For this listing, the lines between the one holding "Need: a point on every instance of the white tunic, laid" and the one holding "Need: a point on every instance of the man in light", inclusive, must be set down exactly.

Task material:
──────────────────────────────

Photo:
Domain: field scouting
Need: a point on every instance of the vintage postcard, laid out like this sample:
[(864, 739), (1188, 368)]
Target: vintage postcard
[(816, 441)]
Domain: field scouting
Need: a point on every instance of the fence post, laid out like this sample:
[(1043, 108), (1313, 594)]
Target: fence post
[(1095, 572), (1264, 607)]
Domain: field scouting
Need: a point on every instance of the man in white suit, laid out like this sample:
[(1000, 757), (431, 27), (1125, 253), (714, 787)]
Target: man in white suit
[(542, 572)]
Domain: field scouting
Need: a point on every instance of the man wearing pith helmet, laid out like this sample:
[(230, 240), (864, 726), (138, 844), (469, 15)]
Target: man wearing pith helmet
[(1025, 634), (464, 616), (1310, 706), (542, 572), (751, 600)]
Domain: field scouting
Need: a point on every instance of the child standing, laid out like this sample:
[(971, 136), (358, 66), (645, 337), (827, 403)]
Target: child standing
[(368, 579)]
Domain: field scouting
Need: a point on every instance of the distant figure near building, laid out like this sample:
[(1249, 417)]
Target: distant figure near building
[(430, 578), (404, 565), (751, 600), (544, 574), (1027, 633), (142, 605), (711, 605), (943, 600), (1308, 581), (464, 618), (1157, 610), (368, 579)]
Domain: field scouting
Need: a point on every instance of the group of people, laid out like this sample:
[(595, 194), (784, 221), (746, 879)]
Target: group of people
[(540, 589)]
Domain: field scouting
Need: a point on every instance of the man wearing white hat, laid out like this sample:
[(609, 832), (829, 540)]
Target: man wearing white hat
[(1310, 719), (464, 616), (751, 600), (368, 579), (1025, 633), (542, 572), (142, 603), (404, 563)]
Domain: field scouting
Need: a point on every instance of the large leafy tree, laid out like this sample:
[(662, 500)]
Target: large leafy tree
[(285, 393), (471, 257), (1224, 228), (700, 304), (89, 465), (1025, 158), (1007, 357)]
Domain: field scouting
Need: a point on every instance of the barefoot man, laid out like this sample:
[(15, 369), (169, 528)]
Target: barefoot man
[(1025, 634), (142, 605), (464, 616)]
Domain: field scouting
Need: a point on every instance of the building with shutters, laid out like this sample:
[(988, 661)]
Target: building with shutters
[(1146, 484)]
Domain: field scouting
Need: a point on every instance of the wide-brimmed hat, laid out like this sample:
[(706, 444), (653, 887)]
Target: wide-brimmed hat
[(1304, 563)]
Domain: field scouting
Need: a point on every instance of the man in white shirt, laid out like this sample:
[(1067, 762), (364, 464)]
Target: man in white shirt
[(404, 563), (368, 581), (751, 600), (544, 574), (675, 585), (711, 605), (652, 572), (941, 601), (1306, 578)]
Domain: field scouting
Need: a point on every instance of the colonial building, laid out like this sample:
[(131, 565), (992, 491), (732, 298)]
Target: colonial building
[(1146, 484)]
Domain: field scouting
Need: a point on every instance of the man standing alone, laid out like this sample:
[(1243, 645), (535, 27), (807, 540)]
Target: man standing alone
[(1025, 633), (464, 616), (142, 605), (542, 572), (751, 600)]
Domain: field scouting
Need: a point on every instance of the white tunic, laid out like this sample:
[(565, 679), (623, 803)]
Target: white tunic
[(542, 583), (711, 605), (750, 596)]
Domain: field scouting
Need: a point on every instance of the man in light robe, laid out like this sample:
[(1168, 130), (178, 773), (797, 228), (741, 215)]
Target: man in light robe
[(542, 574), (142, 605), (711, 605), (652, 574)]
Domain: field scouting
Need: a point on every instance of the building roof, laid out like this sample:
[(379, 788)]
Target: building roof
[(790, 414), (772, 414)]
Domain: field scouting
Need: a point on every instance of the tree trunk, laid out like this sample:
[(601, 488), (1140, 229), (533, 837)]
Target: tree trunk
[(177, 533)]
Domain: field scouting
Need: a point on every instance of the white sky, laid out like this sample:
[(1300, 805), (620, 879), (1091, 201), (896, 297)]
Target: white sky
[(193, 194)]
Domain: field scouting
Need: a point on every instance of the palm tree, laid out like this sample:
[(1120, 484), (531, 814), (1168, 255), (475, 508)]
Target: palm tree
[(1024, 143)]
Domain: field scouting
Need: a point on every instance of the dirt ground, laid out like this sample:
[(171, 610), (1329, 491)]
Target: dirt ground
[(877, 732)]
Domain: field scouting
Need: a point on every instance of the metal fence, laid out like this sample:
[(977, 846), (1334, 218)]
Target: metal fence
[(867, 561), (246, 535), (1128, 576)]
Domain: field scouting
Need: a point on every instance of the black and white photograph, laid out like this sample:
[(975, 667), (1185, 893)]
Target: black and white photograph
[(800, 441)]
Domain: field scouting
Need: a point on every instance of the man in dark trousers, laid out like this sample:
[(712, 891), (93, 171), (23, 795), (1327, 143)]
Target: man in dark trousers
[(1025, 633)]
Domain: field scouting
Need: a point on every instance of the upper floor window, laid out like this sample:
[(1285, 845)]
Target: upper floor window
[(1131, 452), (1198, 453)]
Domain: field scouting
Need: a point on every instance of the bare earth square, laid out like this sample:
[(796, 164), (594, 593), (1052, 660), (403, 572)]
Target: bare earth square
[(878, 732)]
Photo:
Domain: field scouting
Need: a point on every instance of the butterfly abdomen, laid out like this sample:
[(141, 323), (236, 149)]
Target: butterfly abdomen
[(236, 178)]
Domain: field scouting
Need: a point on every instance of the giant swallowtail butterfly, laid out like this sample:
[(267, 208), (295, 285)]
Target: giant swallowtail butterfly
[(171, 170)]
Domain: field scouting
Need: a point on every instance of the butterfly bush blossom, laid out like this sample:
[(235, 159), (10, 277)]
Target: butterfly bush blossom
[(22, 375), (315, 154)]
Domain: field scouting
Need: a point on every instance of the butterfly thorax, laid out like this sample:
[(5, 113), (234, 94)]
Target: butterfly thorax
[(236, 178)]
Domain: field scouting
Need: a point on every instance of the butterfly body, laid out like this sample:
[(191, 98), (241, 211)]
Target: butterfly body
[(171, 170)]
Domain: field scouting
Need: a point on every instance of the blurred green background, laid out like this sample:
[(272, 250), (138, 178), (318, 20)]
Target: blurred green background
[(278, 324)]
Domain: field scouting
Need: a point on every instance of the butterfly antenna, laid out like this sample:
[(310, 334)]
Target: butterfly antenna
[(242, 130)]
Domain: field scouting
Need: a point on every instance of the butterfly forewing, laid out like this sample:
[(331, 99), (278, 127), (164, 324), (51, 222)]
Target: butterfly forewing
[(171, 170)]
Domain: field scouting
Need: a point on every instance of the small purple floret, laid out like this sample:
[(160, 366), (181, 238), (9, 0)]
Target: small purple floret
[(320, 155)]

──────────────────────────────

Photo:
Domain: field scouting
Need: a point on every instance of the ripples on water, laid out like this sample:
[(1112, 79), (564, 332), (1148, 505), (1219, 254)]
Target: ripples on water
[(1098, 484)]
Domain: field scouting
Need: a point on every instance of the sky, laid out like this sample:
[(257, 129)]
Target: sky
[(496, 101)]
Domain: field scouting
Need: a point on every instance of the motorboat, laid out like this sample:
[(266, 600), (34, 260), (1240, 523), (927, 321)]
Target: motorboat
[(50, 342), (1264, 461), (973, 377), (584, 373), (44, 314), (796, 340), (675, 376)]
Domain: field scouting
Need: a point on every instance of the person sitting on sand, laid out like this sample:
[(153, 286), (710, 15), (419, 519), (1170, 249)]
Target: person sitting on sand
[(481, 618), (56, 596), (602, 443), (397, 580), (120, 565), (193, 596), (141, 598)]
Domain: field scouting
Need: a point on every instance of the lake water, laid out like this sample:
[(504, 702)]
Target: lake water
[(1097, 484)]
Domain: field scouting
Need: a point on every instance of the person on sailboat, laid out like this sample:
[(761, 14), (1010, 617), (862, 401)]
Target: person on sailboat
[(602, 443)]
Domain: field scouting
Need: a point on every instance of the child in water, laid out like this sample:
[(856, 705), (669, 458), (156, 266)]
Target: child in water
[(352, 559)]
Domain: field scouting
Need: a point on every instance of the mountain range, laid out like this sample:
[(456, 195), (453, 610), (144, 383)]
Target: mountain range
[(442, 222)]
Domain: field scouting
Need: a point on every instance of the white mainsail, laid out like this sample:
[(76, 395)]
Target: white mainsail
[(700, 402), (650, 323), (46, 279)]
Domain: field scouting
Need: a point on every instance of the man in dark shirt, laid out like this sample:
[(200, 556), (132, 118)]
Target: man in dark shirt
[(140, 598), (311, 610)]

──────────────────────────────

Exercise result:
Need: a point on every instance of the white tunic, laid out like this sample:
[(565, 679), (623, 803)]
Target: white tunic
[(542, 583), (711, 605), (750, 596)]
Domain: field scouting
Need: a point on every instance of the man in light robe, laid out like this sample:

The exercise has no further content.